**TASK BRIEF**
In the data below, change "determine whether" to "check whether" in the lines starting with the line that contains "Given the image above, determine whether any man with" and going on through the line that contains "[[361, 112, 527, 238]]". Return only those lines, with everything else left as it stands.

--- begin ---

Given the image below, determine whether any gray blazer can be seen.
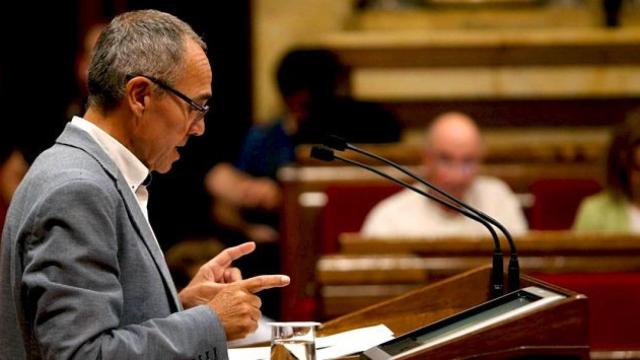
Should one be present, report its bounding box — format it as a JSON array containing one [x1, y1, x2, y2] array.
[[0, 125, 227, 360]]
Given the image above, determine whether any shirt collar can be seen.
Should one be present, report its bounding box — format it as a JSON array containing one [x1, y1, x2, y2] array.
[[71, 116, 150, 192]]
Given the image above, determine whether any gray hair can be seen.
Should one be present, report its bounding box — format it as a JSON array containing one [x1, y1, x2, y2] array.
[[88, 10, 207, 110]]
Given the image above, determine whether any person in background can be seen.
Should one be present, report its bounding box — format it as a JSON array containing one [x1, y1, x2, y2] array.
[[205, 49, 400, 243], [573, 110, 640, 234], [361, 112, 527, 238], [66, 23, 105, 118]]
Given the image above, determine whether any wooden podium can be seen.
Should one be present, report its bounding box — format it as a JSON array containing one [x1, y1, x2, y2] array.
[[319, 266, 588, 359]]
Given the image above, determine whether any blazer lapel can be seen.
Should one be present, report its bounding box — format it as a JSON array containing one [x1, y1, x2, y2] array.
[[56, 124, 182, 311]]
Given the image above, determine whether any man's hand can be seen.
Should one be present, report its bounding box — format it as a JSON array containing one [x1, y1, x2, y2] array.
[[209, 275, 290, 340], [178, 242, 256, 309]]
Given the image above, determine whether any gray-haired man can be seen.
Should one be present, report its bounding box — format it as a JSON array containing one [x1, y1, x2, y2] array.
[[0, 11, 289, 360]]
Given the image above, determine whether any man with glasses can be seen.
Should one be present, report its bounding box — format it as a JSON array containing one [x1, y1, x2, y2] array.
[[0, 10, 289, 359], [361, 112, 527, 238]]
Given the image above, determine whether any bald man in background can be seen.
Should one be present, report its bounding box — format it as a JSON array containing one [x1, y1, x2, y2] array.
[[361, 112, 527, 238]]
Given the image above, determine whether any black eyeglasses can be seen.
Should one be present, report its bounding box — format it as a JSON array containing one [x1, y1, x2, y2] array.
[[127, 74, 209, 121]]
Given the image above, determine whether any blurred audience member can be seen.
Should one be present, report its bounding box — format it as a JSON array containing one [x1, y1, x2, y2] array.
[[206, 50, 400, 243], [362, 112, 527, 237], [573, 110, 640, 234], [66, 23, 106, 118]]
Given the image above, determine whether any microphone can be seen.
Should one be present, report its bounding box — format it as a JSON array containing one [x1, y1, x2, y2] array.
[[311, 146, 504, 298], [325, 135, 520, 291]]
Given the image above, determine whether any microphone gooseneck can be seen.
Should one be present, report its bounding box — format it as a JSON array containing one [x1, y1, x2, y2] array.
[[325, 135, 520, 291], [311, 146, 504, 297]]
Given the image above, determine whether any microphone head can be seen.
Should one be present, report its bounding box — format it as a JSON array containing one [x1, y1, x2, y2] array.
[[324, 134, 349, 151], [311, 146, 335, 161]]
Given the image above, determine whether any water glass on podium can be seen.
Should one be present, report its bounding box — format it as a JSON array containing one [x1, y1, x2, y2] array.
[[269, 321, 320, 360]]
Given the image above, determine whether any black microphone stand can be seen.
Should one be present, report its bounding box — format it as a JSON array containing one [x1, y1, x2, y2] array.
[[325, 135, 520, 291], [311, 146, 504, 298]]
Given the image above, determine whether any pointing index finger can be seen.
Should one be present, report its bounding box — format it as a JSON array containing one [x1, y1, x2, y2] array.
[[235, 275, 291, 294]]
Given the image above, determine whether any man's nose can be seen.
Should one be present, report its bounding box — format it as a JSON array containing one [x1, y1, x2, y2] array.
[[189, 117, 206, 136]]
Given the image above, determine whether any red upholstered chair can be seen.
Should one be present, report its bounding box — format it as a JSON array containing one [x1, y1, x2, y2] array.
[[533, 272, 640, 350], [321, 184, 401, 254], [529, 179, 602, 230]]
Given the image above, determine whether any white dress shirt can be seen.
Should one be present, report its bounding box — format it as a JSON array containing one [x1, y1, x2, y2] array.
[[71, 116, 151, 221], [361, 176, 527, 238]]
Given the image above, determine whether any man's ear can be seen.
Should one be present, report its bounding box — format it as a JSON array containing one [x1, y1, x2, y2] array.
[[125, 76, 153, 117]]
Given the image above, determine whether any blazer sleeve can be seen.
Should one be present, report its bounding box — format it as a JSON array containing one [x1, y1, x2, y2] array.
[[21, 179, 227, 359]]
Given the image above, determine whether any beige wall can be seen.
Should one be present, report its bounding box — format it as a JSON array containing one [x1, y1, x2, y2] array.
[[252, 0, 640, 121]]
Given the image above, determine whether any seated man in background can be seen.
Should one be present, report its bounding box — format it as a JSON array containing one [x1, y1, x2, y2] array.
[[361, 112, 527, 237], [573, 111, 640, 234]]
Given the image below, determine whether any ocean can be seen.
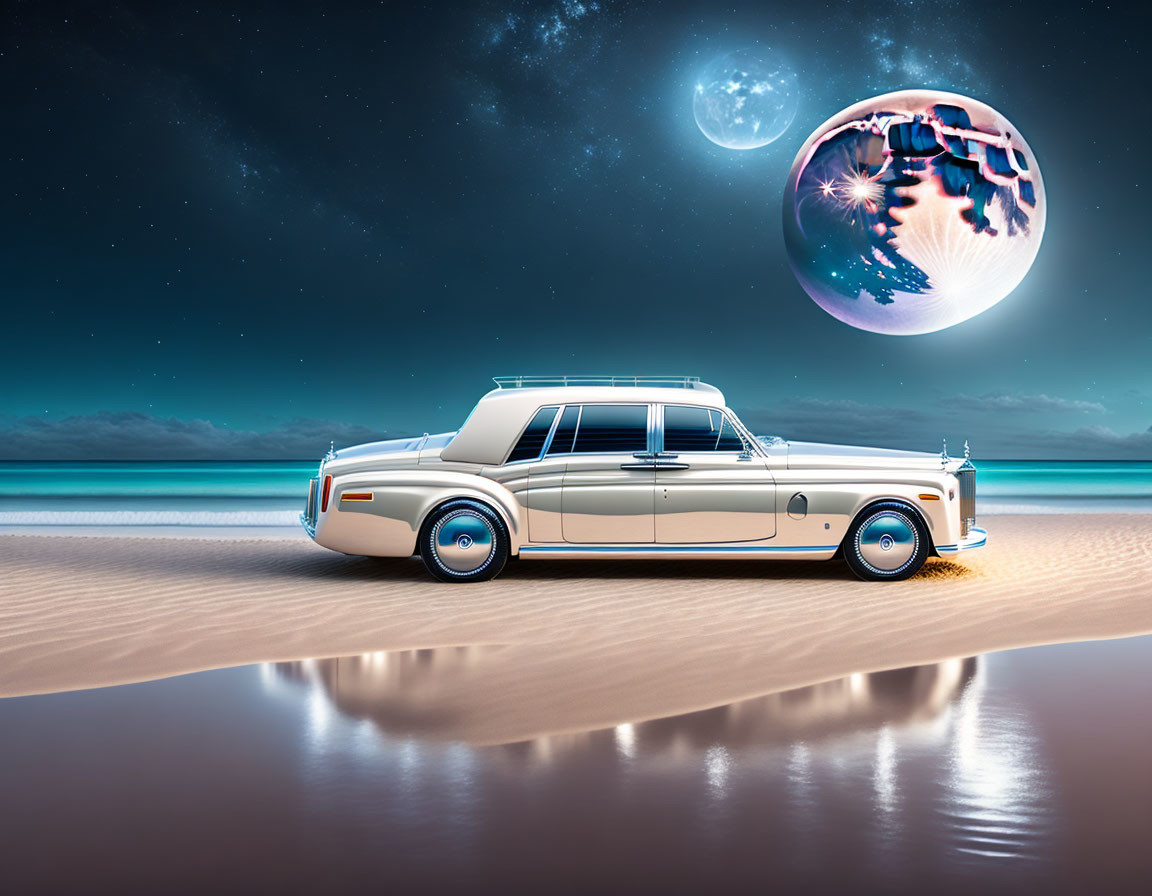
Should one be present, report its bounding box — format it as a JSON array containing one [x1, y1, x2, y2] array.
[[0, 461, 1152, 534]]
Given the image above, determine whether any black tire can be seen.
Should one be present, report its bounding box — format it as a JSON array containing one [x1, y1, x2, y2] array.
[[841, 501, 932, 582], [417, 499, 509, 582]]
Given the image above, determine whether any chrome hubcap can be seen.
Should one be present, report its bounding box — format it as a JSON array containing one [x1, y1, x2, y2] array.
[[432, 509, 497, 574], [856, 510, 918, 572]]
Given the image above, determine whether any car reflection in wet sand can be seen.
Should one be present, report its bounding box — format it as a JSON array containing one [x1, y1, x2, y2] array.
[[274, 645, 978, 758], [267, 646, 1056, 866]]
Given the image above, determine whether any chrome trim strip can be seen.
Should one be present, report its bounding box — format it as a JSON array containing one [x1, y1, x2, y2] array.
[[520, 545, 839, 554], [937, 526, 988, 554]]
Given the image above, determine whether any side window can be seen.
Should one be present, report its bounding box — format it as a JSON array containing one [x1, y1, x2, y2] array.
[[664, 404, 744, 453], [573, 404, 647, 454], [717, 417, 744, 451], [508, 408, 559, 463], [548, 404, 579, 454]]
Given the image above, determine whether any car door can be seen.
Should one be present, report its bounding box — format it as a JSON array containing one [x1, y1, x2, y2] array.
[[655, 404, 776, 545], [559, 403, 655, 545]]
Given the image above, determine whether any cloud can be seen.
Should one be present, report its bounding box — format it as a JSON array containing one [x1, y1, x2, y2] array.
[[738, 394, 1152, 461], [1021, 426, 1152, 461], [0, 411, 404, 461], [939, 392, 1106, 413]]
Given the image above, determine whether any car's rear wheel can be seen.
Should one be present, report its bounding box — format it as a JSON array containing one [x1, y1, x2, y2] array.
[[844, 501, 929, 582], [419, 500, 508, 582]]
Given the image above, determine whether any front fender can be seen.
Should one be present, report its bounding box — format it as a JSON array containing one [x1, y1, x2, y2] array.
[[314, 469, 524, 556]]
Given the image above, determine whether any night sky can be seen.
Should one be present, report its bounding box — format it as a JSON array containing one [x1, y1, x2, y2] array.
[[0, 0, 1152, 458]]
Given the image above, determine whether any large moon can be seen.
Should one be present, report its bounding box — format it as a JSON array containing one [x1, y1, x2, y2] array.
[[783, 90, 1047, 335], [692, 50, 797, 150]]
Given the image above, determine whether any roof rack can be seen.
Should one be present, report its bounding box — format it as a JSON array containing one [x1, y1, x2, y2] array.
[[492, 377, 718, 392]]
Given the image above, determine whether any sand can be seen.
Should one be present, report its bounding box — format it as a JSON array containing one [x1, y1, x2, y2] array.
[[0, 515, 1152, 744]]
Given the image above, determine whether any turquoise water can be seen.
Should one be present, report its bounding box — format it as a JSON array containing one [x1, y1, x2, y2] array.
[[0, 461, 1152, 529]]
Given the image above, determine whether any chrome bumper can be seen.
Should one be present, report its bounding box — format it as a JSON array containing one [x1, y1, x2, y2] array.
[[937, 526, 988, 557]]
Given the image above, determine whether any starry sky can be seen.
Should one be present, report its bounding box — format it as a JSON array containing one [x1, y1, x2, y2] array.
[[0, 0, 1152, 458]]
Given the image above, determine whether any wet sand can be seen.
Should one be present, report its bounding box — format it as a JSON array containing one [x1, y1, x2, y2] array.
[[0, 636, 1152, 896], [0, 515, 1152, 744]]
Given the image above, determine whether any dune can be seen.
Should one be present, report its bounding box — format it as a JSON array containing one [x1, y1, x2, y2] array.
[[0, 515, 1152, 744]]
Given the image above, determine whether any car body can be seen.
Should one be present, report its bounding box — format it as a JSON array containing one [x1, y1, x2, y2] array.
[[302, 377, 987, 582]]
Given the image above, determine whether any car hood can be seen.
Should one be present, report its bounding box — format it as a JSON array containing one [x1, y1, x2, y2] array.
[[765, 439, 963, 472]]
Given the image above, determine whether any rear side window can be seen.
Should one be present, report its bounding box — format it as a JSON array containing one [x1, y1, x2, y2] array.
[[664, 404, 744, 451], [573, 404, 647, 454], [548, 404, 579, 454], [508, 408, 559, 463]]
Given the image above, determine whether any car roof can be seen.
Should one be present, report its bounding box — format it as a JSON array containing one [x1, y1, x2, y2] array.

--- end ---

**EXERCISE SOLUTION**
Given the image above, check whether any man with glasses can be seen.
Should one be present, report its bounding box — format it as a JSON array containing one [x1, y1, x2, y2] array.
[[0, 10, 289, 359], [361, 112, 527, 238]]
Given the image above, check whether any bald man in background can be seen.
Should one be present, report its bounding box — format it as a JSON array containing one [x1, y1, x2, y2] array.
[[361, 112, 527, 238]]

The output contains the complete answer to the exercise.